[Text excerpt]
::::::

The world might be a better place if people simply followed what Hawaiians have done for centuries—paddled together.
A six-person outrigger canoe is all about unity. With each paddle stroke, you feel the power of laulima, the Hawaiian word for “many hands working together.”
“There’s an incredible healing aspect to being on the water,” says Mahe Keliipaakaua of Maui Paddle Sports, a company that offers guided outrigger canoe trips on West Maui.
It’s also a great workout that anyone—from children to senior citizens—can do.
During a spring visit to Hawaii, our crew hit the water in the Maui Paddle Sports canoe from the tourist center of Ka’anapali Beach. Along for the ride were a couple from Danville, CA—Joyce Fennessey, in her 70s, and her husband Jim, celebrating his 80th birthday.
After grabbing paddles, we took our seats and learned the basics, following the lead of our guide Lyndsay Greenan. The number one concept is to keep your strokes synchronized—many hands working together—to most efficiently propel the canoe. With a little practice, we quickly got the hang of it.
It was an amazingly smooth and stable ride despite the choppy, trade wind-whipped water, thanks to our outrigger, or ama, as it is called in Hawaiian. It’s easy to see how outrigger canoes have been used for centuries to travel amid the wild seas of the South Pacific.
Our tour took us up and down the scenic West Maui coastline, and after a couple of hours, we returned to the beach.
“It was a great workout,” Joyce said afterward. “And it was a challenge, but I got into the flow.”
Something about paddling also struck Jim.
“It’s a very meditative experience,” he said. “It felt kind of spiritual,” agreed Joyce.
That’s an apt description. As you paddle an outrigger, you can’t help but stay in the moment, quieting your busy brain with each stroke—and because you’re working as a team, it feels like you’re sharing that meditation.
In other words, you feel laulima.
While paddling is certainly good for the soul, what about the body?

::::::

[Excerpted records]
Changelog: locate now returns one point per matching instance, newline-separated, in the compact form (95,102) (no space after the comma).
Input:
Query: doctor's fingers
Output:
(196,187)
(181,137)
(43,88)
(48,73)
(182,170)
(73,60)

::::::

[Exercise task] In the outrigger canoe text, what does the Hawaiian word "laulima" mean?

[Expected answer] It means "many hands working together."